Your task
Reproduce every one of the records below as a single numbered list, one line per entry, with blank lines skipped and the pictures left out.

Listed records
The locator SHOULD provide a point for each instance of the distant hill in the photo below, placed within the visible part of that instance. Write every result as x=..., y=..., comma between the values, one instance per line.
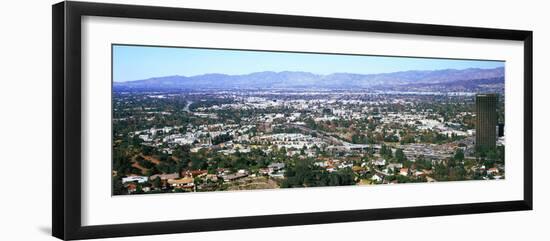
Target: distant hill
x=447, y=78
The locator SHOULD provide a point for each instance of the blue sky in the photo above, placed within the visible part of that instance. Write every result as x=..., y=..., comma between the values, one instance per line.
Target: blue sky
x=142, y=62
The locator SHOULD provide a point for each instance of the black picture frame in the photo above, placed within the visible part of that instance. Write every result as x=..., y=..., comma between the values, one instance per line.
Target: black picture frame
x=66, y=76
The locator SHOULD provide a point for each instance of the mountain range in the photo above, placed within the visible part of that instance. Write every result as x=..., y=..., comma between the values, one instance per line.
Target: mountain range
x=454, y=79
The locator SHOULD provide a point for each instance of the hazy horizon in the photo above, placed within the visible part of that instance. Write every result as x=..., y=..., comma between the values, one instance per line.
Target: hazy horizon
x=132, y=63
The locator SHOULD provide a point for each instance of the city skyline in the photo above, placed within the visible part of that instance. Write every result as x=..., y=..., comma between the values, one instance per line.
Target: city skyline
x=142, y=62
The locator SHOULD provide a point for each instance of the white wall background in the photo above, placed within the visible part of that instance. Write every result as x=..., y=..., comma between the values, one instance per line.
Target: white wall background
x=25, y=119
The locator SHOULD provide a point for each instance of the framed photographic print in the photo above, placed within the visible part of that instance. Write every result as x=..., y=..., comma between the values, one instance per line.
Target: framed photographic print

Correct response
1. The locator SHOULD provide a point for each instance of the distant hill in the photo below, placed within the visible part of that instance. Write every result as x=..., y=..., comma between the values, one instance per line.
2. Target: distant hill
3. x=447, y=78
4. The locator SHOULD provide a point for each instance of the blue sky in the photo above, placed within the visible part of that instance. Write every result as x=..., y=..., comma between the values, one instance per line.
5. Target: blue sky
6. x=142, y=62
7. The locator SHOULD provide a point for each instance of the black picture frame in the photo above, placed within the visible part of that instance. Write every result as x=..., y=..., comma between the values, one instance per line.
8. Target: black picture frame
9. x=66, y=76
10. The locator SHOULD provide a point for each instance of the mountain range in the photo above, placed within the visible part of that instance. Write every result as x=..., y=..., comma between the values, one instance per line.
11. Target: mountain range
12. x=454, y=79
13. The locator SHOULD provide a point for each instance of the hazy horizon in the photo above, placed within the visible part of that instance. Write every result as x=..., y=..., comma between the values, one instance per line.
14. Target: hazy horizon
15. x=132, y=63
16. The locator SHOULD provide a point for each instance of the city skyline in the photo above, placed within the visible part of that instance. Write every result as x=..., y=..., comma between the values, one instance per line.
17. Target: city skyline
18. x=142, y=62
19. The locator SHOULD provide a point for each instance of the white wall background in the photo above, placed within the visible part of that instance. Write every result as x=..., y=..., comma between the values, one instance per line.
20. Target: white wall background
21. x=25, y=119
22. The locator SHOULD provide a point for each instance of the framed photographic print in the photo above, placed within the visible part of that instance. Write every result as x=..., y=..., comma between the values, one instance per line.
23. Target: framed photographic print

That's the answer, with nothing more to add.